_WRITTEN EXERCISE_
Write out every line of the material as it stands, apart from the pictures.

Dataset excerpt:
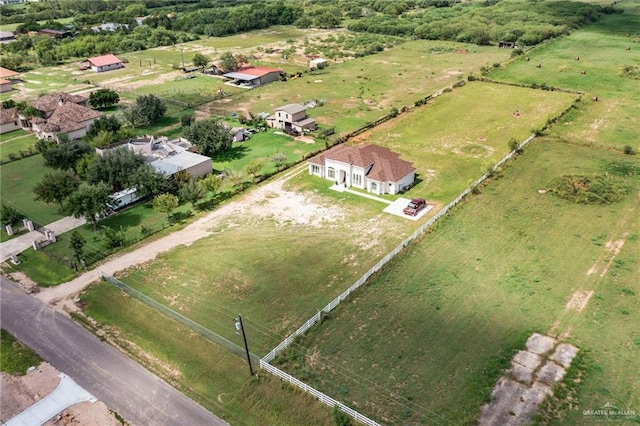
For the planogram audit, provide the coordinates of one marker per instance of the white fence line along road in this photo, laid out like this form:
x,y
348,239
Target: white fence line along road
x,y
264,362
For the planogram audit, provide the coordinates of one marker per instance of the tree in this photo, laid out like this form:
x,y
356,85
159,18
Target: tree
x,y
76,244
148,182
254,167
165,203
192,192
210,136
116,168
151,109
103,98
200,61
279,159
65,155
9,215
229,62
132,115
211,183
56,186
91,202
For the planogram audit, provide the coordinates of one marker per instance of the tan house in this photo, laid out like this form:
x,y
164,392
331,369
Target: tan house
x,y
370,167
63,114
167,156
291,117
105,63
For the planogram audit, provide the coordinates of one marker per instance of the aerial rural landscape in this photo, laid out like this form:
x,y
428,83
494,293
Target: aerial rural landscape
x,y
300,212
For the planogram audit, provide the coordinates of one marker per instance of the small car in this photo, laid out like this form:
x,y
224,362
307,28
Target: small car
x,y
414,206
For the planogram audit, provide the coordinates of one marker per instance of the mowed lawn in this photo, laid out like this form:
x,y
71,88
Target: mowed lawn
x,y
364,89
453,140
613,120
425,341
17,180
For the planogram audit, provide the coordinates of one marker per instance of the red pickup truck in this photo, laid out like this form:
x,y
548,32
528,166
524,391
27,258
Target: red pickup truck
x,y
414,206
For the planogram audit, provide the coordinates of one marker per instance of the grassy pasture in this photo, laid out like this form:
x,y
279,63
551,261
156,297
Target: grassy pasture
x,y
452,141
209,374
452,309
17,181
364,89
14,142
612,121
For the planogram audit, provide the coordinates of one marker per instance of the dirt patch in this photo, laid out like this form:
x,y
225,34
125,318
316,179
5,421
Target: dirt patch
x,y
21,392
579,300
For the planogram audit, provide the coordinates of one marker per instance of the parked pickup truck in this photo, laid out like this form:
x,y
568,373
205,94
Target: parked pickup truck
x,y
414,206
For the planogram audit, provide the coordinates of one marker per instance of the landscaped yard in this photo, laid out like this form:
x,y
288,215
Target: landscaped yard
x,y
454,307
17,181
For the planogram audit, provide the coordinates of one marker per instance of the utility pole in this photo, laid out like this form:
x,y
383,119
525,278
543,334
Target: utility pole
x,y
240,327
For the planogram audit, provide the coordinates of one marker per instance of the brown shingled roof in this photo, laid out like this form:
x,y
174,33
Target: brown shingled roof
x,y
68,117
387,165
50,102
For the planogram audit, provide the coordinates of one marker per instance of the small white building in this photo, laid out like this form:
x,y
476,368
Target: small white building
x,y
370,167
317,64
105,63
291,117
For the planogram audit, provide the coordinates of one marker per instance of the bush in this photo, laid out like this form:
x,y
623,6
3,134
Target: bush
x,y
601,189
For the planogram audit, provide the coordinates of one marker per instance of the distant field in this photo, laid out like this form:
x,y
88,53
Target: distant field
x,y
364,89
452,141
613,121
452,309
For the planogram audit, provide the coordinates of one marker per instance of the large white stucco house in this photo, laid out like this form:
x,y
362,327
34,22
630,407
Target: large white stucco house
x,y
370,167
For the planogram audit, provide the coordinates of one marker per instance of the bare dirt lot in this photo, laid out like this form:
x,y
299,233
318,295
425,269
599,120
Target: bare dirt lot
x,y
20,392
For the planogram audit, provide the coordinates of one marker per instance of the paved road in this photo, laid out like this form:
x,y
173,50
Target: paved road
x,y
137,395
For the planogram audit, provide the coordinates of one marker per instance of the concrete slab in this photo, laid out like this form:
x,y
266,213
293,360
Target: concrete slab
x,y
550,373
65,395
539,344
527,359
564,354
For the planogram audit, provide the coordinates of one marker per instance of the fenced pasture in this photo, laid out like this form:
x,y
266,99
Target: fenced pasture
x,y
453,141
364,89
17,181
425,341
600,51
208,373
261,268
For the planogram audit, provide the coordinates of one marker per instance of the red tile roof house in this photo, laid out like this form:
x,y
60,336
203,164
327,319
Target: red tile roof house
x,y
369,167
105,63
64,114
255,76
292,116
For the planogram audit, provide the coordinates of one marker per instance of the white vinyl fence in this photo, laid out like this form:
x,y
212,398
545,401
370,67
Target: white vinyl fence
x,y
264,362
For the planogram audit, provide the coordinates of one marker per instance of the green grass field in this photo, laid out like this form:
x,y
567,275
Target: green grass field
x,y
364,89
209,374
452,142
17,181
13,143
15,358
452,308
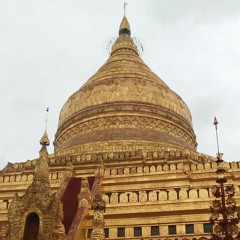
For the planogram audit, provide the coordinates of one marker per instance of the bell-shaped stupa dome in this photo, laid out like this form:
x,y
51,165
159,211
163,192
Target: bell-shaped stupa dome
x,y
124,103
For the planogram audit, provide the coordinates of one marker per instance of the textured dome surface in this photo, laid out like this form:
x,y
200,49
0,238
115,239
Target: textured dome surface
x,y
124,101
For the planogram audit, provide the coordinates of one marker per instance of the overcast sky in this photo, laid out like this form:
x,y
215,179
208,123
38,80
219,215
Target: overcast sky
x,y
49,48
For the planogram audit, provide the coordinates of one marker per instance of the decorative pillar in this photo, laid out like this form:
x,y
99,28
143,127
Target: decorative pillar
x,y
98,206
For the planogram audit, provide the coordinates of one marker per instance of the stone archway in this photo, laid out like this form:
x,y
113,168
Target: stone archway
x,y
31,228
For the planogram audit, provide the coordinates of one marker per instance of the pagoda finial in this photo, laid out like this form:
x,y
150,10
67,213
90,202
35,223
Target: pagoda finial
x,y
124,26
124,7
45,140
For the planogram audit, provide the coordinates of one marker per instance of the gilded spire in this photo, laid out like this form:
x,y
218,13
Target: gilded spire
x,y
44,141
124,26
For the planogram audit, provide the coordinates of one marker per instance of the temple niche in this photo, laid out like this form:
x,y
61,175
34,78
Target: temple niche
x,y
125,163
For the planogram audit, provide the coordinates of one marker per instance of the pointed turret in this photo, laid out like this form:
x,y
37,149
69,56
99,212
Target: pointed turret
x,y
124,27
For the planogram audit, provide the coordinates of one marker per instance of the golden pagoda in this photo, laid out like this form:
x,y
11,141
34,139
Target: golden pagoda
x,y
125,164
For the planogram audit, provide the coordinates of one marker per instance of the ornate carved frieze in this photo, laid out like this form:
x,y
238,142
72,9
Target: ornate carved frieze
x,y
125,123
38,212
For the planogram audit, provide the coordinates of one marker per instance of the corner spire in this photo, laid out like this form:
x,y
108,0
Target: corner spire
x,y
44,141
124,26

_RESPONSE_
For the planogram audit, provide the coordinates of one marker per instance of the white fence line along road in this photo, laid out like this form:
x,y
348,239
Target: white fence line along road
x,y
264,362
For the planogram audit, provide the coordinates of one marker per instance of the tree in this photo, laid out like this form:
x,y
356,85
159,18
Target: tree
x,y
76,244
148,182
254,167
165,203
192,192
210,136
116,168
151,109
103,98
200,61
279,159
65,155
9,215
229,62
132,115
211,183
56,186
91,202
For the planogram audit, provide the coordinates of one marker per instance of the tan house in this photo, laid out like this form:
x,y
164,392
331,369
Target: tan house
x,y
370,167
63,114
167,156
291,117
105,63
For the planogram audit, provide the coordinates of one marker per instance of the aerial rural landscape in this photo, laid out like this form:
x,y
428,83
494,293
Target: aerial rural landscape
x,y
300,212
For the planogram audit, provide the coordinates of one marker per instance of the small car in this photo, laid out like this form:
x,y
224,362
307,28
Target: small car
x,y
414,206
For the planogram audit, provide the coordinates of one marker per instance of the mowed lawn in this photo, laid out like this form:
x,y
71,88
Target: mowed lawn
x,y
364,89
453,140
613,120
425,341
17,180
For the planogram audit, provide the coordinates of one marker per instance of the red pickup truck in this photo, laid out like this form:
x,y
548,32
528,166
524,391
27,258
Target: red pickup truck
x,y
414,206
For the planogram audit, provide the coordinates of one marker per instance of the grassy pasture in this photo, laid out like this form:
x,y
279,63
551,261
156,297
Target: grassy pasture
x,y
452,141
209,374
452,309
17,181
364,89
14,142
612,121
For the planogram audit, provide the coordinates of one marker per instance of the dirt patch in this photo, laid out like this form:
x,y
225,34
125,318
316,179
5,421
Target: dirt patch
x,y
21,392
579,300
For the planogram audit, provide the coordinates of one marker per instance of the parked pickup truck in this photo, laid out like this form:
x,y
568,373
205,94
Target: parked pickup truck
x,y
414,206
For the planogram audit, provide the coordinates of one marker per instance of the landscaped yard in this photo, laid out like this form:
x,y
288,215
Target: landscaped yard
x,y
454,307
17,181
For the planogram audit, provide the coordinates of one marker per instance of the utility pole in this photo, laid out like this form:
x,y
383,119
525,278
543,334
Target: utility pole
x,y
240,327
For the planogram audit, provide the coordinates of one marker per instance of the brown shingled roof in this photo, laid out like this form:
x,y
174,33
Target: brown shingled roof
x,y
68,117
387,165
50,102
For the planogram audit, provide the coordinates of one marker per instance of the small white building in this photo, laid out like this form:
x,y
476,368
Target: small white building
x,y
370,167
317,64
105,63
291,117
For the planogram audit, provide the coordinates of one marker per instance of the bush in this photo, laid out like this form:
x,y
623,6
3,134
Target: bush
x,y
601,189
For the planogram audit, provide the coordinates of one marker per instance of the distant field in this photo, laid out like this form:
x,y
88,53
Target: distant field
x,y
364,89
452,141
613,121
452,309
For the planogram audit, provide the coordinates of one marker per instance of the large white stucco house in this photo, laid out like this form:
x,y
362,327
34,22
630,407
Target: large white stucco house
x,y
370,167
For the planogram audit, provide the coordinates of one marker per instance of the bare dirt lot in this photo, laid out like this form:
x,y
299,233
318,295
425,269
599,120
Target: bare dirt lot
x,y
20,392
For the planogram audit, provide the coordinates of one marker per instance of the paved road in this photo, laid out like this form:
x,y
173,50
Target: paved road
x,y
137,395
For the planogram audit, provide the coordinates of one marker per instance of the concrete slab in this photo, laid out like this form:
x,y
266,213
293,360
Target: concrete slab
x,y
550,373
65,395
539,344
527,359
564,354
For the planogram audit, provide the coordinates of one marker per instance of the fenced pasture in this photo, laid out like this form:
x,y
266,99
Target: fenced pasture
x,y
453,141
364,89
17,181
425,341
600,51
208,373
261,268
For the planogram audit, provide the coordinates of one marker per instance of the red tile roof house in this photo, laid out like this form:
x,y
60,336
203,164
327,319
Target: red tile roof house
x,y
369,167
105,63
64,114
255,76
292,116
For the planogram audit, provide the coordinates of one marker per instance of the white vinyl fence in this photo, laid out like this form:
x,y
212,398
545,401
370,67
Target: white vinyl fence
x,y
264,362
For the planogram audit, provide the coordinates of one marker per instance of the green grass field in this photo, laid out like this form:
x,y
567,275
Target: green grass field
x,y
364,89
209,374
452,142
17,181
13,143
15,358
452,308
For the planogram audit, provide the coordinates of one marker per instance of the bell-shaped stupa dome in this photo, laid out like this form:
x,y
51,165
159,211
163,192
Target: bell-shaped stupa dome
x,y
124,103
For the planogram audit, provide the coordinates of one marker per instance of the textured dome surface in this photo, laid out like this form:
x,y
200,49
0,238
115,239
Target: textured dome surface
x,y
124,101
For the planogram audit, provide the coordinates of one marker per instance of the overcast sky in this photo, laid out like this form:
x,y
215,179
208,123
38,80
219,215
Target: overcast sky
x,y
49,48
For the planogram audit, provide the coordinates of one marker per instance of the decorative pillar in this photo, laid out like this form:
x,y
99,28
143,127
Target: decorative pillar
x,y
98,206
For the planogram audit, provide the coordinates of one marker per instance of the stone archway in this photo, laid out like this form:
x,y
113,168
Target: stone archway
x,y
31,228
For the planogram audit, provide the coordinates of one marker per instance of the pagoda finial in this photo, laid out like this form:
x,y
150,10
67,213
90,202
35,223
Target: pagoda finial
x,y
124,26
124,7
45,140
For the planogram audit, provide the coordinates of one marker per instance of the gilded spire in this photo, laid out like this form:
x,y
218,13
Target: gilded spire
x,y
44,141
124,26
For the planogram audit, provide the coordinates of one marker per instance of the temple niche in this photo, laid out like this form:
x,y
61,175
34,78
Target: temple niche
x,y
125,163
For the planogram audit, provide the coordinates of one marker per instance of the pointed turret in this photo, laid out like this form:
x,y
37,149
69,56
99,212
Target: pointed turret
x,y
124,27
For the planogram audit, provide the coordinates of one marker per instance of the golden pagoda in this photo, laid out like this form:
x,y
11,141
34,139
Target: golden pagoda
x,y
125,164
For the planogram audit, provide the coordinates of one marker per instance of the ornate carved frieze in this photo, laid out like this form:
x,y
238,142
72,9
Target: ornate carved frieze
x,y
125,123
38,212
For the planogram audit, provide the coordinates of one marker per instance of the corner spire in this photo, laid out like this form:
x,y
108,0
Target: corner spire
x,y
44,141
124,26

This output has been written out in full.